[Natural language region descriptions]
----------------------------------------
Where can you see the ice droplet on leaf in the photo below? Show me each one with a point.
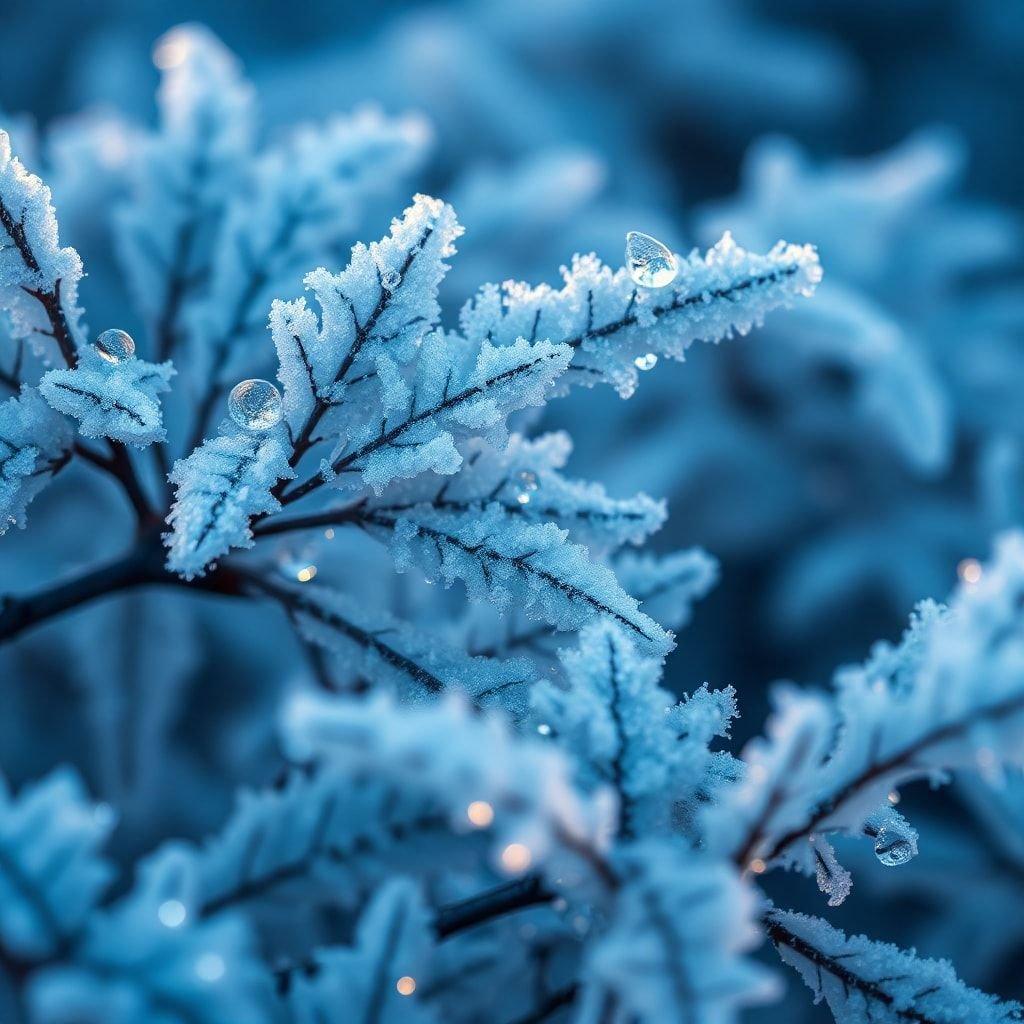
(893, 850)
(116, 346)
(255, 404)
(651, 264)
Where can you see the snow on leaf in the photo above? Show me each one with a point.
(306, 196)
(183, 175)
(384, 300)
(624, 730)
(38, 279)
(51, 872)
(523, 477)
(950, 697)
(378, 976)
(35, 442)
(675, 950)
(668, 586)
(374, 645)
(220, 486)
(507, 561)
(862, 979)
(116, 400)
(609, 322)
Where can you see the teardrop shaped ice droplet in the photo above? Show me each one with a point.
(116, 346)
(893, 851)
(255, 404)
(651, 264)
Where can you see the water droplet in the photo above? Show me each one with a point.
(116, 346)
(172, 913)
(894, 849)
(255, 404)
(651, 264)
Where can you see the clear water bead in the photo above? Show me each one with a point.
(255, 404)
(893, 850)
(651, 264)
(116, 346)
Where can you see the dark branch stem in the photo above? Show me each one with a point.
----------------------------------------
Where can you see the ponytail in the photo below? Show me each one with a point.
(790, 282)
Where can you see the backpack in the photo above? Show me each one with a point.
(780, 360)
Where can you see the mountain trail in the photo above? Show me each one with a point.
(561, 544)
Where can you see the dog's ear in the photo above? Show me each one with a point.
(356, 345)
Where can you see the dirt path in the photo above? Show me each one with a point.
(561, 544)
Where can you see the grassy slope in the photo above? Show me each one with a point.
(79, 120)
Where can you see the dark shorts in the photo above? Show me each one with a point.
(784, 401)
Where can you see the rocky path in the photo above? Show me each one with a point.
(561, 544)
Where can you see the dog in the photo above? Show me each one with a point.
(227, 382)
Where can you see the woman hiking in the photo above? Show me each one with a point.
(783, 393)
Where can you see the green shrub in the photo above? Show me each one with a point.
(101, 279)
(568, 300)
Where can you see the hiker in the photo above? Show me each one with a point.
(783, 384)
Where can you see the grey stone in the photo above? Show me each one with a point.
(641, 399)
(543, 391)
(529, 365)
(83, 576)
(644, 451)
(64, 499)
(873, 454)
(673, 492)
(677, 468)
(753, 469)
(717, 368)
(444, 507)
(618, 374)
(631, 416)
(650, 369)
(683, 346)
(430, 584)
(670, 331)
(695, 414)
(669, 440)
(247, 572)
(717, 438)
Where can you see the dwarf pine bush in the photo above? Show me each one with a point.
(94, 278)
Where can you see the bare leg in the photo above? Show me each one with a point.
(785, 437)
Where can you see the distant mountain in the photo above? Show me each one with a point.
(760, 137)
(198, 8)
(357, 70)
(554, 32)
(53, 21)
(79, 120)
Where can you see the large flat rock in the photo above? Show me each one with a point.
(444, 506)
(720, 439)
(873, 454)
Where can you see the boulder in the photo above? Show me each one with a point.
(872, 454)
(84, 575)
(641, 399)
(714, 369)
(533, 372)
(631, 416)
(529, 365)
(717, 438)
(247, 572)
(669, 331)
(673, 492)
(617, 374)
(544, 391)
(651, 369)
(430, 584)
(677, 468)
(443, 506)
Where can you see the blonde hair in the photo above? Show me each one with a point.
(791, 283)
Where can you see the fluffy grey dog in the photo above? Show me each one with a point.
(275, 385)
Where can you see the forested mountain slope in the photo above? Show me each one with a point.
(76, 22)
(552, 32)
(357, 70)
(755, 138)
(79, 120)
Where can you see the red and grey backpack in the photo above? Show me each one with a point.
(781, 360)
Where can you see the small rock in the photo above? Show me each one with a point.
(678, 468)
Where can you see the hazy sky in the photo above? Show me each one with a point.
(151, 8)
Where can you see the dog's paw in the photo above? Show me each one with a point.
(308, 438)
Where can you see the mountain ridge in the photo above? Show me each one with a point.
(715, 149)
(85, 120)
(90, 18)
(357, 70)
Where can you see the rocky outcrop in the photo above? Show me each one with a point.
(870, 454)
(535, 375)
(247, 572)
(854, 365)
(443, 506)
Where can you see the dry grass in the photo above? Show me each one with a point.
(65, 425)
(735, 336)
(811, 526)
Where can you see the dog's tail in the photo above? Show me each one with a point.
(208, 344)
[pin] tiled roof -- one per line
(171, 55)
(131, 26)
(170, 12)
----------------------------------------
§ **The problem**
Line for line, output the entries above from the line with "Where can you see the ice" to the line with "Where can you see the dark branch", both included, and nothing more. Skip pictures.

§ **Reply**
Where can you see the ice droplet on leaf in the photo below? Show me each one with a point.
(893, 850)
(116, 346)
(255, 404)
(651, 264)
Where can you see the snow on leaf in the photo above? Show me each one with a point.
(306, 196)
(183, 175)
(384, 300)
(624, 730)
(38, 279)
(51, 872)
(523, 477)
(950, 697)
(378, 976)
(35, 442)
(675, 950)
(668, 586)
(374, 645)
(220, 486)
(507, 561)
(862, 979)
(116, 400)
(609, 322)
Where can you see the teardrop shaped ice droplet in the photo above? Show me each one with a point.
(116, 346)
(893, 851)
(255, 404)
(651, 264)
Where can you see the water droplet in the photo above? Show me each one with a point.
(116, 346)
(172, 913)
(894, 849)
(255, 404)
(651, 264)
Where can you see the clear water bead in the photo above? Show me each one with a point.
(255, 404)
(893, 850)
(651, 264)
(116, 346)
Where can you see the dark branch stem in the photo above? Show me each one with a point.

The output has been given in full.